**Work to complete**
Repeat every line of the material below word for word.
BEGIN Given data
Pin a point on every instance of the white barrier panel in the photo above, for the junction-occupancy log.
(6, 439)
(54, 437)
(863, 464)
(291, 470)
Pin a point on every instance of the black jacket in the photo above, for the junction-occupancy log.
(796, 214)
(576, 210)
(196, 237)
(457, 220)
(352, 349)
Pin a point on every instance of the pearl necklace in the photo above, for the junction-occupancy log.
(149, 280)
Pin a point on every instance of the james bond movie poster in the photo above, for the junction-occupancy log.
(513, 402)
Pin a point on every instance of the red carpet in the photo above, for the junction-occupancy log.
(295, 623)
END Given data
**Output for this task**
Pin a point on every instance of the white barrier panel in the photo above, for the junction-occupancy log.
(6, 439)
(54, 437)
(863, 464)
(291, 470)
Pin a point on every instance of the black jacket in the photo above, for the junction-occupancy log.
(796, 214)
(576, 210)
(196, 237)
(457, 220)
(352, 349)
Pin a point on every instance of the pearl necklace in the photo above, for the junction-occupancy log.
(149, 280)
Pin a point on every instance of the james bond movie poster in the photo above, for the junction-occupancy log.
(513, 402)
Pin a point on every instance of the red carpet in the photo above, for the junction-occupancy log.
(295, 623)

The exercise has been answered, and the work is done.